__Texto extraído__.
##############################

Y eso ha sucedido -en varias ciudades españolas- justo la misma semana en que el señorito Iglesias ha reclamado en el Congreso de los Diputados que “la prensa libre debe tener mayores controles”, porque “el llamado cuarto poder es el único que no está sujeto a un control democrático como los otros tres”. Con lo cual revela su particular concepto sobre la libertad de expresión: que Hasel diga lo que le salga de su patética cabeza de chorlito pero que los periodistas que investigan las irregularidades de Podemos se sometan todos al control del Vicepresidente. En definitiva, nos propone un modelo de democracia tipo Caracas 2021. Un planazo insuperable para él y para los suyos. Y una dictadura empobrecedora y represiva para los demás. Resumiendo, la izquierda radical nos ofrece en España una extraña democracia completamente asimétrica.
Otra demostración de este peculiar país asimétrico que estos tipos nos quieren imponer se produjo hace escasos días en Televisión Española de Cataluña. En un programa sobre las recientes elecciones autonómicas, el tertuliano separatista Bernat Dedéu se refirió al candidato de Vox Ignacio Garriga llamándole “negro ultraderechista”. Imaginen ustedes que un tertuliano de derechas hubiera llamado “negro de ultraizquierda” a un candidato de Podemos. Allí hubiera ardido Troya. Pero en TVE de Sant Cugat no pasó absolutamente nada. Como ven, café para algunos y aguachirle para los demás.

##############################

__Datos disponibles__.
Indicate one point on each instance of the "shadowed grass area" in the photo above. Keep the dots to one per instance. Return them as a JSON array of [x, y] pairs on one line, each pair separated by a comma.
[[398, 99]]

##############################

__Consigna__.
Repite sin cambios, del texto extraído, todo el fragmento que va desde "Y eso ha sucedido" hasta "democracia completamente asimétrica.".

__Respuesta del ejercicio__.
Y eso ha sucedido -en varias ciudades españolas- justo la misma semana en que el señorito Iglesias ha reclamado en el Congreso de los Diputados que “la prensa libre debe tener mayores controles”, porque “el llamado cuarto poder es el único que no está sujeto a un control democrático como los otros tres”. Con lo cual revela su particular concepto sobre la libertad de expresión: que Hasel diga lo que le salga de su patética cabeza de chorlito pero que los periodistas que investigan las irregularidades de Podemos se sometan todos al control del Vicepresidente. En definitiva, nos propone un modelo de democracia tipo Caracas 2021. Un planazo insuperable para él y para los suyos. Y una dictadura empobrecedora y represiva para los demás. Resumiendo, la izquierda radical nos ofrece en España una extraña democracia completamente asimétrica.